- Written exercise -
Find every line in the records below that contains the word "island", and copy each of those lines.

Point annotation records
··········

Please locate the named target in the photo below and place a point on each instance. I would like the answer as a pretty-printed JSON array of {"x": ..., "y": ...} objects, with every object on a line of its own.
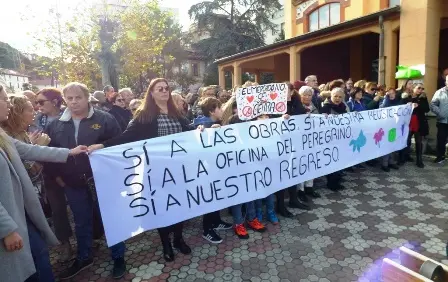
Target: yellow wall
[
  {"x": 357, "y": 8},
  {"x": 419, "y": 37}
]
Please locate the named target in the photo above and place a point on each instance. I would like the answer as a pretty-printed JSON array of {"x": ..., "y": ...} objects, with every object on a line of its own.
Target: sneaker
[
  {"x": 76, "y": 268},
  {"x": 439, "y": 160},
  {"x": 223, "y": 226},
  {"x": 119, "y": 268},
  {"x": 212, "y": 237},
  {"x": 181, "y": 246},
  {"x": 272, "y": 217},
  {"x": 259, "y": 214},
  {"x": 241, "y": 231},
  {"x": 256, "y": 225}
]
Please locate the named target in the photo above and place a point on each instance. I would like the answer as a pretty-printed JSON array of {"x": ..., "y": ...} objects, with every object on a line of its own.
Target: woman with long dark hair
[{"x": 158, "y": 116}]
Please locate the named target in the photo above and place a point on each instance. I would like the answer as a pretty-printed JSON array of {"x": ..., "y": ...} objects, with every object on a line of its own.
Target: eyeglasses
[
  {"x": 161, "y": 89},
  {"x": 41, "y": 102}
]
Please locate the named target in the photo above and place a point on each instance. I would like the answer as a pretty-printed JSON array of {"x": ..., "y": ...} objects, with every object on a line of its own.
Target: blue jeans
[
  {"x": 82, "y": 206},
  {"x": 269, "y": 203},
  {"x": 41, "y": 257},
  {"x": 238, "y": 215}
]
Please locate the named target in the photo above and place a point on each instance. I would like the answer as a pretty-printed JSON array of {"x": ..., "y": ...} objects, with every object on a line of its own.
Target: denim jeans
[
  {"x": 269, "y": 203},
  {"x": 41, "y": 256},
  {"x": 389, "y": 159},
  {"x": 81, "y": 204},
  {"x": 238, "y": 215}
]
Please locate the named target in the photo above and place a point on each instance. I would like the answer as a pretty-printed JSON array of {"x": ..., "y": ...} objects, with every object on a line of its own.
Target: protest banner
[
  {"x": 162, "y": 181},
  {"x": 254, "y": 101}
]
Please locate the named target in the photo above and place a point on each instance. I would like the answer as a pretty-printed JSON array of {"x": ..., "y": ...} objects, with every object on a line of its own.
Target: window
[
  {"x": 393, "y": 3},
  {"x": 325, "y": 16},
  {"x": 195, "y": 69}
]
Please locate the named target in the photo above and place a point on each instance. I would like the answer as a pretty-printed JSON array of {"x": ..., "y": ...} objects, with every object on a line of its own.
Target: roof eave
[{"x": 291, "y": 41}]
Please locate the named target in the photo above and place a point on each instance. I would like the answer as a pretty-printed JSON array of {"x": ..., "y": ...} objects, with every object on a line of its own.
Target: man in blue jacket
[{"x": 81, "y": 124}]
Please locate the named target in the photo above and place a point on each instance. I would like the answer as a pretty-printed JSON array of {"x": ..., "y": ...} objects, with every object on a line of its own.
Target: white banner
[
  {"x": 254, "y": 101},
  {"x": 162, "y": 181}
]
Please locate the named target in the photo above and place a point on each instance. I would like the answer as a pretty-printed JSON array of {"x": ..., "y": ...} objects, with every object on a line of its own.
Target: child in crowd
[
  {"x": 270, "y": 212},
  {"x": 251, "y": 217},
  {"x": 212, "y": 115},
  {"x": 254, "y": 212},
  {"x": 356, "y": 103}
]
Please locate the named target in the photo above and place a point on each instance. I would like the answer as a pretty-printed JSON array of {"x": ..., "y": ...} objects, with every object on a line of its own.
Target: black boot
[
  {"x": 281, "y": 209},
  {"x": 180, "y": 245},
  {"x": 419, "y": 153},
  {"x": 294, "y": 200},
  {"x": 302, "y": 196},
  {"x": 310, "y": 192},
  {"x": 168, "y": 253}
]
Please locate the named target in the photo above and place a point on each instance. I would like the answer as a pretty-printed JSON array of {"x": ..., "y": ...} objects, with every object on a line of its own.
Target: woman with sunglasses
[
  {"x": 119, "y": 111},
  {"x": 158, "y": 116},
  {"x": 24, "y": 231},
  {"x": 49, "y": 101},
  {"x": 418, "y": 127},
  {"x": 134, "y": 105}
]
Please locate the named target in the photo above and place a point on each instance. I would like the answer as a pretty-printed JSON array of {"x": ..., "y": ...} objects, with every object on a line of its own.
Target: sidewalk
[{"x": 344, "y": 237}]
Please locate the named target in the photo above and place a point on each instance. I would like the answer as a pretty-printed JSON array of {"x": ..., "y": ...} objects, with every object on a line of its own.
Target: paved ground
[{"x": 344, "y": 237}]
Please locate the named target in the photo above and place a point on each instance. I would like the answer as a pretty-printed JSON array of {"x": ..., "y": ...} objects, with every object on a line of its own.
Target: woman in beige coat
[{"x": 24, "y": 231}]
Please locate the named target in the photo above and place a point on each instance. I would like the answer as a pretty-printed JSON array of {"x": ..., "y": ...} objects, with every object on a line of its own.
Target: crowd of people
[{"x": 44, "y": 138}]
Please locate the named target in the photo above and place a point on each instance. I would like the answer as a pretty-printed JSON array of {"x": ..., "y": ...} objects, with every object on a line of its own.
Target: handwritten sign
[
  {"x": 254, "y": 101},
  {"x": 162, "y": 181}
]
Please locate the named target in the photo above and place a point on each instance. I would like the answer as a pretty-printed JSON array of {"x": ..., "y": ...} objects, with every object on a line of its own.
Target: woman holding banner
[
  {"x": 335, "y": 106},
  {"x": 157, "y": 117}
]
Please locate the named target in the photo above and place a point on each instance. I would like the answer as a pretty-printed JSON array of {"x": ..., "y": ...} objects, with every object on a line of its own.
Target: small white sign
[
  {"x": 254, "y": 101},
  {"x": 302, "y": 7}
]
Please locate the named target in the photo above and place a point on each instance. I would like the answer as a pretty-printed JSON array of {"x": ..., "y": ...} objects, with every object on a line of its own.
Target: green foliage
[
  {"x": 184, "y": 80},
  {"x": 140, "y": 42},
  {"x": 233, "y": 26}
]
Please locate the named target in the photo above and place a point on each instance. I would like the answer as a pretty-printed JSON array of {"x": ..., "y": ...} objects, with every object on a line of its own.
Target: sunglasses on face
[
  {"x": 41, "y": 102},
  {"x": 161, "y": 89}
]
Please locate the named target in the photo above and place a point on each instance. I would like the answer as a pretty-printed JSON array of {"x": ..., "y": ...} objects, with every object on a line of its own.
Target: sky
[{"x": 20, "y": 18}]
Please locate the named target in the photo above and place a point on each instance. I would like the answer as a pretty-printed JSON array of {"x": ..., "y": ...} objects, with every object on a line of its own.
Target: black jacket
[
  {"x": 123, "y": 116},
  {"x": 420, "y": 111},
  {"x": 137, "y": 131},
  {"x": 97, "y": 128}
]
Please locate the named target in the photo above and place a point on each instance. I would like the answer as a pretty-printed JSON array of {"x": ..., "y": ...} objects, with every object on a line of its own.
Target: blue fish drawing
[{"x": 359, "y": 142}]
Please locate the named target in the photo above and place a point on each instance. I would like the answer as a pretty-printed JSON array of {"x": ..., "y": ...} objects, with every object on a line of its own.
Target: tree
[
  {"x": 73, "y": 45},
  {"x": 234, "y": 26},
  {"x": 144, "y": 39}
]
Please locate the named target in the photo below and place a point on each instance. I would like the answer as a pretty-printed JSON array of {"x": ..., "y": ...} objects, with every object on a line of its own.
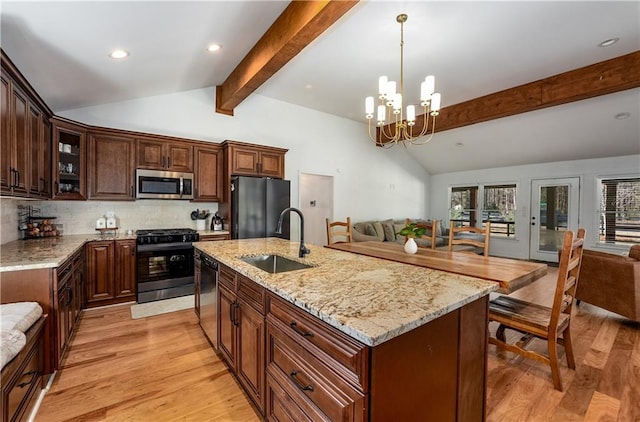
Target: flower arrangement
[{"x": 412, "y": 230}]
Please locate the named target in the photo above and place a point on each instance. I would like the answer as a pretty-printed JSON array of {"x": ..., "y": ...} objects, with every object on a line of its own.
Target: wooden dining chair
[
  {"x": 343, "y": 233},
  {"x": 537, "y": 321},
  {"x": 469, "y": 244},
  {"x": 430, "y": 235}
]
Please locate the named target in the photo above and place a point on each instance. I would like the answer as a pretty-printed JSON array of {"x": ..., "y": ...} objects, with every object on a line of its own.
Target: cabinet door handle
[
  {"x": 293, "y": 375},
  {"x": 235, "y": 314},
  {"x": 14, "y": 178},
  {"x": 33, "y": 374},
  {"x": 294, "y": 326}
]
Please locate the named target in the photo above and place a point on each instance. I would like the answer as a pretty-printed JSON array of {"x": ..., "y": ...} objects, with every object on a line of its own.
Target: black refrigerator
[{"x": 256, "y": 204}]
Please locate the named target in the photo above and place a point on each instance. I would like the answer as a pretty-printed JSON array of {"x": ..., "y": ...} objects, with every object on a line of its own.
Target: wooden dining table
[{"x": 511, "y": 274}]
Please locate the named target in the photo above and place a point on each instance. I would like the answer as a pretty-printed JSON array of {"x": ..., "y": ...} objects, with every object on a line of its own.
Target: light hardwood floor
[{"x": 162, "y": 369}]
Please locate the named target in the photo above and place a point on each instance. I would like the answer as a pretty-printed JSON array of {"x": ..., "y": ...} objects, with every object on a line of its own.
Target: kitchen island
[{"x": 352, "y": 337}]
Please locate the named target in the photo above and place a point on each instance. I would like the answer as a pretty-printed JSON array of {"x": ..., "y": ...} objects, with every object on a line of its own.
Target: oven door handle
[{"x": 176, "y": 246}]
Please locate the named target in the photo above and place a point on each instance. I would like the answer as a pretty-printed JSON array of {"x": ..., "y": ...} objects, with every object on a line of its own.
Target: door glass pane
[{"x": 554, "y": 209}]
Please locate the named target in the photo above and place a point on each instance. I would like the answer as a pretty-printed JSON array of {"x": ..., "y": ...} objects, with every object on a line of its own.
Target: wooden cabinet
[
  {"x": 69, "y": 160},
  {"x": 164, "y": 155},
  {"x": 111, "y": 167},
  {"x": 25, "y": 143},
  {"x": 197, "y": 272},
  {"x": 69, "y": 302},
  {"x": 313, "y": 369},
  {"x": 111, "y": 272},
  {"x": 242, "y": 331},
  {"x": 255, "y": 160},
  {"x": 208, "y": 174},
  {"x": 39, "y": 153}
]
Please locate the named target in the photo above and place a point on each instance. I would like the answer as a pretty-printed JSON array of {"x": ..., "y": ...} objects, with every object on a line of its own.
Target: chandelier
[{"x": 400, "y": 128}]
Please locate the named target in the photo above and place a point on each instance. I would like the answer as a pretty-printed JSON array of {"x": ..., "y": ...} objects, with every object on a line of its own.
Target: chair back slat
[
  {"x": 484, "y": 232},
  {"x": 568, "y": 275}
]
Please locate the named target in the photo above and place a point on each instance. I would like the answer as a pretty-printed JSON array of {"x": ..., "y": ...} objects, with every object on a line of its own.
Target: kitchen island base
[{"x": 435, "y": 372}]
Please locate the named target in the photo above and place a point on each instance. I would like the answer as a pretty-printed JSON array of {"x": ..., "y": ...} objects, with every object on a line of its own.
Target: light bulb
[{"x": 368, "y": 107}]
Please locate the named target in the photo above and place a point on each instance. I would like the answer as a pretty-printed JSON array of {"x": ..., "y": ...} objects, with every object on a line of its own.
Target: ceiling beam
[
  {"x": 298, "y": 25},
  {"x": 609, "y": 76}
]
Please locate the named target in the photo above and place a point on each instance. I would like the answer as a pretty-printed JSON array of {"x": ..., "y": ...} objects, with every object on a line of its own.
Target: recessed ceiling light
[
  {"x": 607, "y": 43},
  {"x": 119, "y": 54}
]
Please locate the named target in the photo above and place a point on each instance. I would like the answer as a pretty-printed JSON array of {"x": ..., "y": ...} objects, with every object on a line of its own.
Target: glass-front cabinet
[{"x": 69, "y": 164}]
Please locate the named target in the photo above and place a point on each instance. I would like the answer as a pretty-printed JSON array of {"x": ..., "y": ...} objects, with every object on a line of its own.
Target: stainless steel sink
[{"x": 274, "y": 263}]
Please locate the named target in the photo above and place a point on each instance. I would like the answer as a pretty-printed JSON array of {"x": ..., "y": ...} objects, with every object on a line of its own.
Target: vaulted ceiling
[{"x": 475, "y": 49}]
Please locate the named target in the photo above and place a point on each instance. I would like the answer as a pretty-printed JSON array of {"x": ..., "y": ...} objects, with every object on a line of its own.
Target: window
[
  {"x": 495, "y": 203},
  {"x": 620, "y": 211},
  {"x": 499, "y": 207}
]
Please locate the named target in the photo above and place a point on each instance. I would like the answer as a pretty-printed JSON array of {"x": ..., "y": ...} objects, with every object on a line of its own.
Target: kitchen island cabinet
[
  {"x": 358, "y": 338},
  {"x": 242, "y": 331}
]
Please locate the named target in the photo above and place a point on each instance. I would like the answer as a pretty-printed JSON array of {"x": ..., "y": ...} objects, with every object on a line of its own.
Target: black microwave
[{"x": 156, "y": 184}]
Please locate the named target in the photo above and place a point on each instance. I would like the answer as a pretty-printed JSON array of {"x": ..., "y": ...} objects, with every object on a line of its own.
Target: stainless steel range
[{"x": 164, "y": 263}]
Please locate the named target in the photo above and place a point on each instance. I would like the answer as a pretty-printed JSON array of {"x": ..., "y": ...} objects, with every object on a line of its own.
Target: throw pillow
[
  {"x": 379, "y": 230},
  {"x": 369, "y": 230},
  {"x": 389, "y": 233}
]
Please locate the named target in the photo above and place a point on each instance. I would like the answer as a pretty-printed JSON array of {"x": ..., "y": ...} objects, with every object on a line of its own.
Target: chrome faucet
[{"x": 303, "y": 249}]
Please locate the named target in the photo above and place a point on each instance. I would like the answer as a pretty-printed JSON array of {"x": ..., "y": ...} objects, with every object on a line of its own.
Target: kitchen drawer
[
  {"x": 345, "y": 355},
  {"x": 26, "y": 381},
  {"x": 280, "y": 406},
  {"x": 321, "y": 393},
  {"x": 227, "y": 277},
  {"x": 251, "y": 292}
]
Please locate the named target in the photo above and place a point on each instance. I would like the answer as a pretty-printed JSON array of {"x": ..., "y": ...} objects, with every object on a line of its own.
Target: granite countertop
[
  {"x": 47, "y": 252},
  {"x": 369, "y": 299}
]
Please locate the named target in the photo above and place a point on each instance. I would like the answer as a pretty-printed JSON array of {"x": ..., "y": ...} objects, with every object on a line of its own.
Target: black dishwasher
[{"x": 208, "y": 298}]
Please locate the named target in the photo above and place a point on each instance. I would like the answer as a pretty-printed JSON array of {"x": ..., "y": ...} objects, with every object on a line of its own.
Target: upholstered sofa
[
  {"x": 385, "y": 231},
  {"x": 611, "y": 282}
]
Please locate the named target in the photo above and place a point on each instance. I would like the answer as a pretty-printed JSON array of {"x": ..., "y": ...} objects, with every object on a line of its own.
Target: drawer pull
[
  {"x": 298, "y": 384},
  {"x": 294, "y": 326},
  {"x": 30, "y": 373}
]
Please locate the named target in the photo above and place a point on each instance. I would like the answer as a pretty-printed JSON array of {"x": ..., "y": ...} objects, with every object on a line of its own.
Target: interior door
[
  {"x": 554, "y": 210},
  {"x": 316, "y": 203}
]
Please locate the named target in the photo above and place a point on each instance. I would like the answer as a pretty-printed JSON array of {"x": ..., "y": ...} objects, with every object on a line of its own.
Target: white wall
[
  {"x": 369, "y": 182},
  {"x": 587, "y": 170}
]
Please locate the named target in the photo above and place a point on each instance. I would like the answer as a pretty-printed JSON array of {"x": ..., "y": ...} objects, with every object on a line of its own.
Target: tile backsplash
[{"x": 79, "y": 217}]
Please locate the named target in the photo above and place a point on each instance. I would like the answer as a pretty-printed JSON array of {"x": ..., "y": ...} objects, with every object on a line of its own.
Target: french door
[{"x": 554, "y": 210}]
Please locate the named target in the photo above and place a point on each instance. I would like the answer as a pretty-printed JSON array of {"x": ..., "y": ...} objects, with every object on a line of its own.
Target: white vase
[{"x": 411, "y": 246}]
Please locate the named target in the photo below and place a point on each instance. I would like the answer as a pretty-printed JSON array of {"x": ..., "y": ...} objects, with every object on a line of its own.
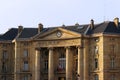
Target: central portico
[{"x": 59, "y": 55}]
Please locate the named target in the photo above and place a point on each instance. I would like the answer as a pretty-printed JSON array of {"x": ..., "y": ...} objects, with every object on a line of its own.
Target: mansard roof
[
  {"x": 9, "y": 35},
  {"x": 28, "y": 32},
  {"x": 104, "y": 28}
]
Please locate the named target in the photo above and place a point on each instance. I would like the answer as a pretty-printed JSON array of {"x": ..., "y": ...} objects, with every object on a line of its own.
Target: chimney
[
  {"x": 20, "y": 28},
  {"x": 40, "y": 27},
  {"x": 76, "y": 24},
  {"x": 116, "y": 21},
  {"x": 92, "y": 24}
]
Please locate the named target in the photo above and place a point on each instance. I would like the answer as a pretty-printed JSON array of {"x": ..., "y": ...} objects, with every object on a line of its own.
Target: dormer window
[
  {"x": 25, "y": 53},
  {"x": 5, "y": 55},
  {"x": 96, "y": 49}
]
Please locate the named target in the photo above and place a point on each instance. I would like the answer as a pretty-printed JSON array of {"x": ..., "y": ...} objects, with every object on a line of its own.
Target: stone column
[
  {"x": 51, "y": 63},
  {"x": 37, "y": 64},
  {"x": 80, "y": 63},
  {"x": 68, "y": 64}
]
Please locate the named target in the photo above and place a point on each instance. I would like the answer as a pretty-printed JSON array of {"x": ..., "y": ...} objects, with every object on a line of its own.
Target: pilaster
[
  {"x": 51, "y": 64},
  {"x": 68, "y": 64},
  {"x": 80, "y": 62},
  {"x": 37, "y": 64}
]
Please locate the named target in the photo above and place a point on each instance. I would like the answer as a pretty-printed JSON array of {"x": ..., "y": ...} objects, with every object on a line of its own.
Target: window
[
  {"x": 62, "y": 62},
  {"x": 25, "y": 77},
  {"x": 113, "y": 77},
  {"x": 96, "y": 63},
  {"x": 96, "y": 77},
  {"x": 4, "y": 67},
  {"x": 112, "y": 48},
  {"x": 46, "y": 65},
  {"x": 112, "y": 63},
  {"x": 3, "y": 78},
  {"x": 96, "y": 49},
  {"x": 5, "y": 55},
  {"x": 25, "y": 65},
  {"x": 26, "y": 53}
]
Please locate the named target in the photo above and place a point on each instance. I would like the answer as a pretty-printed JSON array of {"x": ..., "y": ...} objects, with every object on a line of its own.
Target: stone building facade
[{"x": 77, "y": 52}]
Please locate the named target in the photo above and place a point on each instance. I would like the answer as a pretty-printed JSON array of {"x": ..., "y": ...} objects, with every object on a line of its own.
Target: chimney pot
[
  {"x": 116, "y": 21},
  {"x": 40, "y": 27},
  {"x": 20, "y": 28},
  {"x": 92, "y": 24}
]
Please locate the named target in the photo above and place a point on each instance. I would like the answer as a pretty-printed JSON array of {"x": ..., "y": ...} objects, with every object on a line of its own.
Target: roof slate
[
  {"x": 105, "y": 27},
  {"x": 9, "y": 35},
  {"x": 28, "y": 32}
]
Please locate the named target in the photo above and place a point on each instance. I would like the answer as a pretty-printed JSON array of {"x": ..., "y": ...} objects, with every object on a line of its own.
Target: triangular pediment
[{"x": 57, "y": 33}]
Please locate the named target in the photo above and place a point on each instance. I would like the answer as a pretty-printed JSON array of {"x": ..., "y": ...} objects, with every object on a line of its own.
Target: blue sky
[{"x": 29, "y": 13}]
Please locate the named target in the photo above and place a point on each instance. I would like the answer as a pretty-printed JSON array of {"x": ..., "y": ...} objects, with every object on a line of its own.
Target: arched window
[
  {"x": 96, "y": 49},
  {"x": 113, "y": 77},
  {"x": 25, "y": 53},
  {"x": 96, "y": 77},
  {"x": 112, "y": 63},
  {"x": 62, "y": 62},
  {"x": 96, "y": 63}
]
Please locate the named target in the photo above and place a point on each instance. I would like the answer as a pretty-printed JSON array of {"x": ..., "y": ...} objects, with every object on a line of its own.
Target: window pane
[
  {"x": 96, "y": 63},
  {"x": 4, "y": 54},
  {"x": 25, "y": 65},
  {"x": 25, "y": 53},
  {"x": 96, "y": 77}
]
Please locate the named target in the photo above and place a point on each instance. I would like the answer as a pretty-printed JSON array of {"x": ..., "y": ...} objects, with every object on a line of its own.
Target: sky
[{"x": 51, "y": 13}]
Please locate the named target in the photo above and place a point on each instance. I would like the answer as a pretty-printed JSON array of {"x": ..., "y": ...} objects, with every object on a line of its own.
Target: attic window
[{"x": 80, "y": 27}]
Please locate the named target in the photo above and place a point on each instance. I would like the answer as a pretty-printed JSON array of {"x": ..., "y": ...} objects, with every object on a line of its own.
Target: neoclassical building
[{"x": 77, "y": 52}]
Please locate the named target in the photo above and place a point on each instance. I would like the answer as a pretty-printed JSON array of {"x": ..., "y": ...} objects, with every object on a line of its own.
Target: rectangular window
[{"x": 26, "y": 66}]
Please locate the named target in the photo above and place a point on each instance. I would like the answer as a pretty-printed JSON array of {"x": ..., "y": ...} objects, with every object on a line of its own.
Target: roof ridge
[{"x": 106, "y": 25}]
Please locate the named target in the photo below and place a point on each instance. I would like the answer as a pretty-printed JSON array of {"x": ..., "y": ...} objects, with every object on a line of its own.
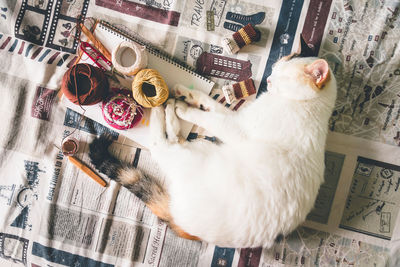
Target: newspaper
[{"x": 52, "y": 214}]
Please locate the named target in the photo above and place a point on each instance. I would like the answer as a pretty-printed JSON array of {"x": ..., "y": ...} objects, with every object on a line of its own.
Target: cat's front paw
[{"x": 172, "y": 124}]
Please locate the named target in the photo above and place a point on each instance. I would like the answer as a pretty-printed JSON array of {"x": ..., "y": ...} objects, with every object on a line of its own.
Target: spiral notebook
[{"x": 172, "y": 72}]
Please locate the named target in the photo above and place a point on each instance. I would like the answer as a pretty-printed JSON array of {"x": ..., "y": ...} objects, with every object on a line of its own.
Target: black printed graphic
[{"x": 33, "y": 20}]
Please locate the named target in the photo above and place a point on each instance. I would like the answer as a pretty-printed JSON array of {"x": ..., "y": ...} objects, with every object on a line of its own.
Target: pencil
[{"x": 82, "y": 166}]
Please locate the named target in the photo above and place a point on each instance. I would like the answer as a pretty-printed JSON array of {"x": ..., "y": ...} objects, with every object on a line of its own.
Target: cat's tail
[{"x": 149, "y": 190}]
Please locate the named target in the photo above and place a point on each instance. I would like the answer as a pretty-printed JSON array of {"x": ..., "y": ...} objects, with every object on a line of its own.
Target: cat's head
[{"x": 301, "y": 78}]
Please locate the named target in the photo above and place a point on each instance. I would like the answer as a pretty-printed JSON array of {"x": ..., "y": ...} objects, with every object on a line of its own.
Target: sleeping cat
[{"x": 260, "y": 181}]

··········

- Result for this task -
Target: kitchen island
Target: kitchen island base
Target: kitchen island cabinet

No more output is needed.